What is being asked: All entries are to be transcribed exactly. Pictures are not part of the copy.

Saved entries
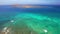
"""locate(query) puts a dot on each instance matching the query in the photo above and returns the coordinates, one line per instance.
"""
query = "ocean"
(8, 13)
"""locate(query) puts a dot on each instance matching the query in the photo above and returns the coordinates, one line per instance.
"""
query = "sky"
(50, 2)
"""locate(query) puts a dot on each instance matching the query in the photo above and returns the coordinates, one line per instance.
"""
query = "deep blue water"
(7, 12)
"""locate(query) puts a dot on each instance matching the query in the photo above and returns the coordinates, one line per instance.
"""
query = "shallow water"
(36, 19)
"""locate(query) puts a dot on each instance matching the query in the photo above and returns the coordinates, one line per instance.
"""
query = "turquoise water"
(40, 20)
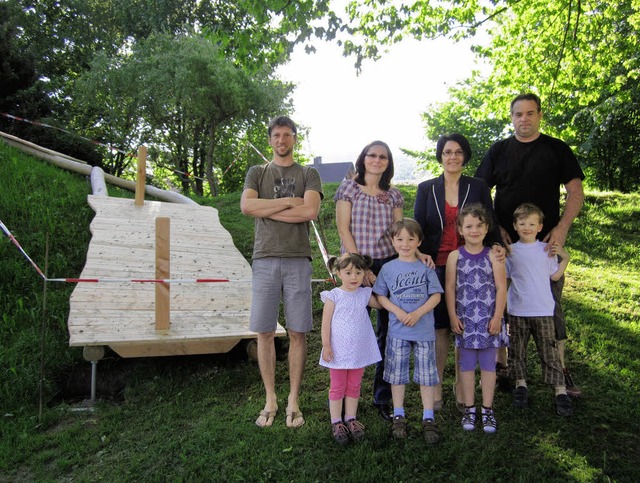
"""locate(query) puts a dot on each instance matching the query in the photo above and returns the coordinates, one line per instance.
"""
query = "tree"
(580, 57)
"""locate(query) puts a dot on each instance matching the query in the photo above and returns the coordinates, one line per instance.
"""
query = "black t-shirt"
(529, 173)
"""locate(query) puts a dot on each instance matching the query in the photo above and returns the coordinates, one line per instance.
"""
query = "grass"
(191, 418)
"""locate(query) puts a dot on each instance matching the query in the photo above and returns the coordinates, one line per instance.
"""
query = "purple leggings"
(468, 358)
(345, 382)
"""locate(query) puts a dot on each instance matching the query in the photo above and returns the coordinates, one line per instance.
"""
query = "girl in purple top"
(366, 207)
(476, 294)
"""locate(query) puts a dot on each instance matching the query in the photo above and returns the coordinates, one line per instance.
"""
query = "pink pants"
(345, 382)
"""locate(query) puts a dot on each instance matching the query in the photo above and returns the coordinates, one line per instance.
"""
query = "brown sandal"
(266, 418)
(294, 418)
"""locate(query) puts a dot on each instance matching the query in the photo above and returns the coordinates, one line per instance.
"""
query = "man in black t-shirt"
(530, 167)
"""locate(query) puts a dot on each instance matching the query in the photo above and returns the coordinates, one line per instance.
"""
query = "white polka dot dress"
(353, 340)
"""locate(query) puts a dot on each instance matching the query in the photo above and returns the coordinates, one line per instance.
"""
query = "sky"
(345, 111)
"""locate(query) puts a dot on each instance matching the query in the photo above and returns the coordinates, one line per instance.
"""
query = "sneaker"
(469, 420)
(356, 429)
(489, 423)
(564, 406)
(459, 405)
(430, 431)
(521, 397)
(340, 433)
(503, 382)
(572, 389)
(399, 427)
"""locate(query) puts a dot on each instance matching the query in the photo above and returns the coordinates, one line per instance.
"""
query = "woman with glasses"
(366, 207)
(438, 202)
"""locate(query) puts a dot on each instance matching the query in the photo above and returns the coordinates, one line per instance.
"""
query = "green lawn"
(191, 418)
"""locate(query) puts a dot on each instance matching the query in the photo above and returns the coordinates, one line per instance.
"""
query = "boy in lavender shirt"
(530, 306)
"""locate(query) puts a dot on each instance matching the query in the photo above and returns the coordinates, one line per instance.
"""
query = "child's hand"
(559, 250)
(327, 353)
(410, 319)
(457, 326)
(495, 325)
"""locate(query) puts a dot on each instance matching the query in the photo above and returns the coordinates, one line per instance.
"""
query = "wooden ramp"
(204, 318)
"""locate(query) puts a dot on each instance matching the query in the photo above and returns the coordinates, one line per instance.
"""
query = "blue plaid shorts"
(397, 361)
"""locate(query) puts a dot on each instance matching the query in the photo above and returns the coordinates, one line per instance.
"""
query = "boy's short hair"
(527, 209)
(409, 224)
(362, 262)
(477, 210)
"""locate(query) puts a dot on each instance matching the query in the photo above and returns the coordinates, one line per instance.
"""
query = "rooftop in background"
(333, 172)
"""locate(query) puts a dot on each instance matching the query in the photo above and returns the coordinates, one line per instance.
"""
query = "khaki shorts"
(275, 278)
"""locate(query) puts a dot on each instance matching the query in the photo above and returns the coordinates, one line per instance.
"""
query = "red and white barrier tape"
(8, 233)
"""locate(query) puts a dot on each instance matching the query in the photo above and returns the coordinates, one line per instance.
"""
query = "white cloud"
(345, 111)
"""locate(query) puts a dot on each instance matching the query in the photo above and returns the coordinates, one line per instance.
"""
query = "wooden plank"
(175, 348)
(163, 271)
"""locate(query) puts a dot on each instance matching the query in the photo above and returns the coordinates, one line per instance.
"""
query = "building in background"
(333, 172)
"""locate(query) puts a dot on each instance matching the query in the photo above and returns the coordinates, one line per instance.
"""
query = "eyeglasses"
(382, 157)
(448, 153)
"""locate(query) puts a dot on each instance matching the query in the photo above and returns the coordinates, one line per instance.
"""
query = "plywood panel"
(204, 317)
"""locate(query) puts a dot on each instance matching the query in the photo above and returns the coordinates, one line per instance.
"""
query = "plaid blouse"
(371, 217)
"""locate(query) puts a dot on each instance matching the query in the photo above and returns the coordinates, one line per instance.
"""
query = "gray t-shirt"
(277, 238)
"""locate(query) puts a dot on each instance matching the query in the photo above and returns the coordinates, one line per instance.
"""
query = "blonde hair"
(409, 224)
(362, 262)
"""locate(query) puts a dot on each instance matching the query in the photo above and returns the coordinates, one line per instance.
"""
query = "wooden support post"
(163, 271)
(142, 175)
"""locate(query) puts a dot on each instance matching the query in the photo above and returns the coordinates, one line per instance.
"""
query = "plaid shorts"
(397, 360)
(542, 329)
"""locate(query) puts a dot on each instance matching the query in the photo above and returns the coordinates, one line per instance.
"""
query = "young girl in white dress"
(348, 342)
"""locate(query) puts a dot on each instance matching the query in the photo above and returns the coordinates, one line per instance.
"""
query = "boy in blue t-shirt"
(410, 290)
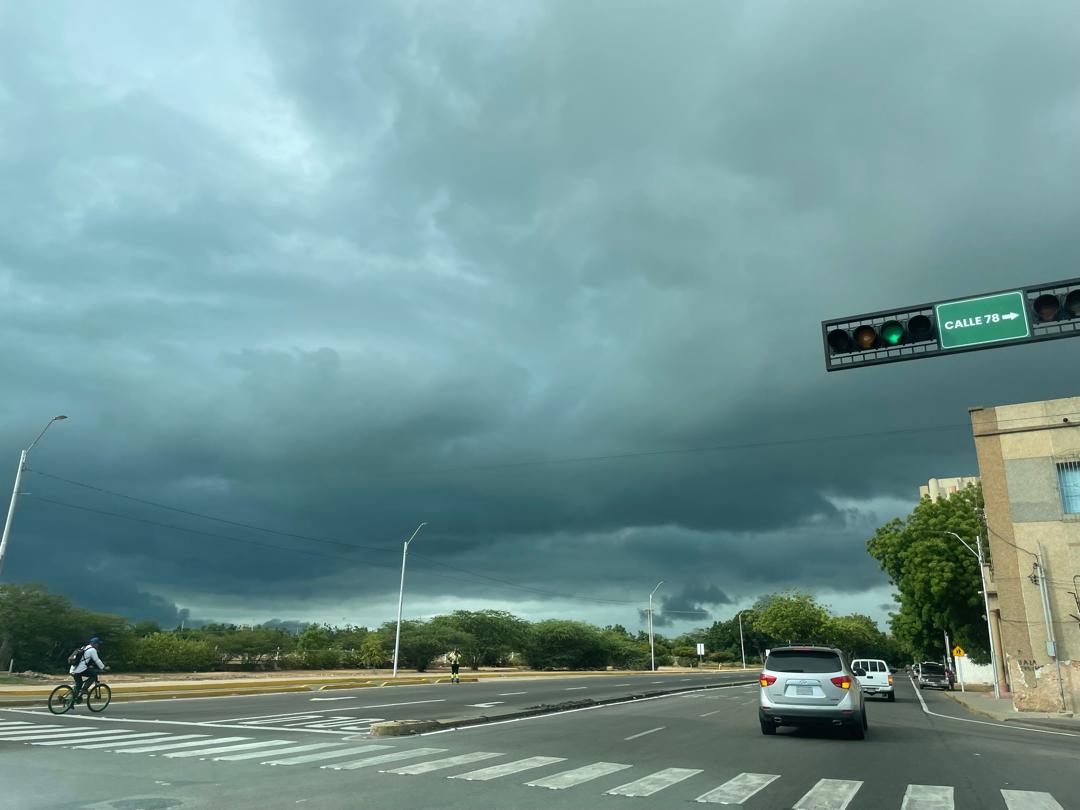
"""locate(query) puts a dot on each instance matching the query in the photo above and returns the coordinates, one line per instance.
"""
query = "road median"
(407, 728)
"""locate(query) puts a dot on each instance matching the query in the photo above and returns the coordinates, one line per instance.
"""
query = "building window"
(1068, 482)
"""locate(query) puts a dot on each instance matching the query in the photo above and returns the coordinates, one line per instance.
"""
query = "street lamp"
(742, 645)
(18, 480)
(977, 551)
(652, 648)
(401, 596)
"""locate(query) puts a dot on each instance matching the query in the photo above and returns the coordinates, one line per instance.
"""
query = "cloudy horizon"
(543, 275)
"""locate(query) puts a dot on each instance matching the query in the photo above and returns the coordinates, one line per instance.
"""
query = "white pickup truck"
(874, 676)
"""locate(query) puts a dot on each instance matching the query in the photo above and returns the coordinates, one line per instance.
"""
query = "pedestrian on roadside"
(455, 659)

Answer to the problem:
"""locate(query) puts a dot on each instance matching the query in the photo above and returns the coordinates, one line per instance.
"""
query = "ocean"
(8, 13)
"""locate(query) puts a dot on each instance matching the query in the photo above and returns the coordinates, one line per instance.
"""
query = "sky"
(50, 2)
"""locate(query) puts a dot on each instance matching the query in the photo above and returns the coordinates, one line per instance.
"""
query = "deep blue water"
(7, 12)
"""locate(query) puts a dot on each instance matching the query in the photo above and returns the coordinates, one line per instance.
"""
query = "shallow water"
(36, 19)
"""locate(query) puts a dot on each instance matching the query in the photo above and returns the coordinates, one line per instance.
"""
query = "turquoise water"
(40, 20)
"""locate(query) puts a dot on each instance matching the query in the photo above and returns the coordinates, one line per instance.
"""
query = "tree"
(580, 57)
"""locate(query) puts a dot on each instance matching the query in the photo above and returns the coordinates, one line per instance.
"""
query = "black t-shirt"
(529, 173)
"""locate(query) puts a dot on each instance matching the query in the photo above and returns the coordinates, one line per instance.
"""
query = "grass"
(191, 418)
"""locate(query) puts a dot on each instance matching the query in the photo above and returns the coordinates, one line per instance.
"""
query = "purple leggings"
(468, 358)
(345, 382)
"""locate(query) puts a dot on each instance matching the query in the photo above and returns the coordinates, one line per instance.
"""
query = "girl in purple top"
(366, 207)
(476, 294)
"""locate(query) puts a dot on each instance matching the query in the photo above and returns the coordinates, one line per instance.
"""
query = "pink pants"
(345, 382)
"""locate(query) puts a dot on each instance matching the query in the photo above and returns the coordinates, one line per instance.
"""
query = "brown sandal"
(266, 418)
(294, 418)
"""locate(query) puts a dot on each instance matching the query in the photo above and returns the coordinates, one line per instance.
"""
query = "man in black t-shirt"
(530, 167)
"""locate(query) puts a dot on each instance matching the query in the photo above and returns the coordinates, one line per instance.
"""
query = "white polka dot dress"
(353, 340)
"""locate(query) puts a dot on each instance matching the query in the photo above and returns the coordinates, one line per instance.
"""
query = "sky"
(345, 111)
"""locate(query) puts a dot on each instance matching the query in the photo above and returns the coordinates, one line per instance.
"""
query = "sneaker"
(469, 420)
(356, 429)
(489, 423)
(564, 406)
(459, 405)
(430, 431)
(521, 397)
(340, 433)
(503, 382)
(572, 389)
(399, 427)
"""locate(query) puts a dot on each instance matching the query in the photo above and returns the coordinates, one line per instance.
"""
query = "woman with glasses"
(366, 207)
(438, 202)
"""locate(query) puts a dot on each instance matching the query in the photo above and returns the coordinates, one line per instance.
"""
query = "green lawn"
(191, 418)
"""locate(query) puts a dot on each instance matching the query in the photo above and returns the coordinates, one line per instance.
"""
query = "boy in lavender shirt"
(530, 306)
"""locate(query) puts a dot on each instance matching the query in the photo above and returns the coordinates, one line per instance.
"""
query = "child's hand"
(559, 250)
(327, 353)
(410, 319)
(457, 326)
(495, 325)
"""locate(query) puts a dot on each instance matching the query in the photo above and returns the coordinates, one line per instance.
"""
query = "wooden ramp"
(204, 318)
"""locate(query) puts a dot on each instance matching the query in the photo above and returns the coordinates, one line per instance.
"""
query = "blue plaid shorts"
(397, 361)
"""locate(query) puts a dot on each instance matching the query in the photo above and returns the coordinates, one line per instance.
"""
query = "boy's short hair"
(527, 209)
(409, 224)
(362, 262)
(477, 210)
"""locate(query) puts a dot on each instance matching the query in the photo above and returns the coordinates, one line per instance.
"""
query = "rooftop in background"
(333, 172)
"""locate(query) puts a dot on each instance matching the query in the photo above and returns the coordinates, one line per instance.
"""
query = "khaki shorts"
(275, 278)
"""locate(query) puts a dot on each instance matching the query in the photo above and returns the coordinates, one line per instance.
"""
query = "red and white barrier tape"
(8, 233)
"""locate(query) puts a dot on each instance matching the query in the photo above and returns the coordinates, one line per instance.
"""
query = "white cloud"
(345, 111)
"""locate(query) puts a dot on each instance matching the query in the photo above and returns the coordinates, one line per instance.
"""
query = "wooden plank"
(175, 348)
(163, 271)
"""locate(query) puts a dot on each instance matching the query in the photo above and returns the coordinates, one line per instance.
"""
query = "building in background"
(333, 172)
"""locate(query) puts a dot on each instance matching the query in the photo above and returns the coordinates, one line per instance.
"""
query = "eyeglasses"
(382, 157)
(448, 153)
"""locate(query) puts a dot on each instance matching the query in the photo above and returns the coordinates, one line per instance.
"""
query = "plywood panel"
(204, 317)
"""locate(query) puts a dot on each instance matching the query in the photo above and returns the coordinates, one line per instance.
"""
query = "plaid blouse"
(371, 217)
"""locate(query) puts a dot on each instance matching the query in the photo above and returns the coordinates, one line per instance.
"""
query = "gray t-shirt"
(277, 238)
"""locate(query) puts a dot on each instance matching the query in the photo above and returns the coordinates, one line per instance.
"""
query = "blonde hair"
(409, 224)
(362, 262)
"""locate(query) puts a dot on each instance matching the query in the photo above and returns the coordinates, one line per instance.
"""
query = "wooden support post"
(163, 271)
(142, 175)
"""locate(query) puts a dot on each instance matching the query in the photo above and returns the coordinates, one line per instance.
"""
query = "plaid shorts"
(397, 360)
(542, 329)
"""locate(query) puts a dot on each instance matching the query in the photo above and returns the coordinates, one line per instance.
"""
query = "young girl in white dress"
(348, 342)
"""locate(query) puts a dot on each instance matching the query in the photo above and returns the coordinates, one line per instance.
"""
query = "boy in blue t-shirt"
(410, 290)
"""locate(query) puts a dot on each instance matching the query in the photo above and returns the coordinates, one line per instance.
"""
query = "road median"
(407, 728)
"""locate(query) puts a dot on each instance matching the query in the photo above and returns the coordinates, one line per instance.
"""
query = "building window"
(1068, 482)
"""locate(query) puts a dot on each instance matching the query in the photo above and returns the coordinates, one line per instance.
"""
query = "street lamp"
(742, 645)
(18, 480)
(977, 551)
(652, 648)
(401, 596)
"""locate(query) puts a dot on each instance matching the query in the photo above and returns the coordinates, one line per instance.
"""
query = "cloudy horizon"
(543, 275)
"""locate(query) puts a dot on each instance matching the query in the photo above and returns the coordinates, one line per instance.
"""
query = "white pickup truck"
(874, 676)
"""locate(query) puts a dot on each instance matching the query in the photo above and returns the coordinates, one line per instance.
"""
query = "pedestrian on roadside"
(455, 659)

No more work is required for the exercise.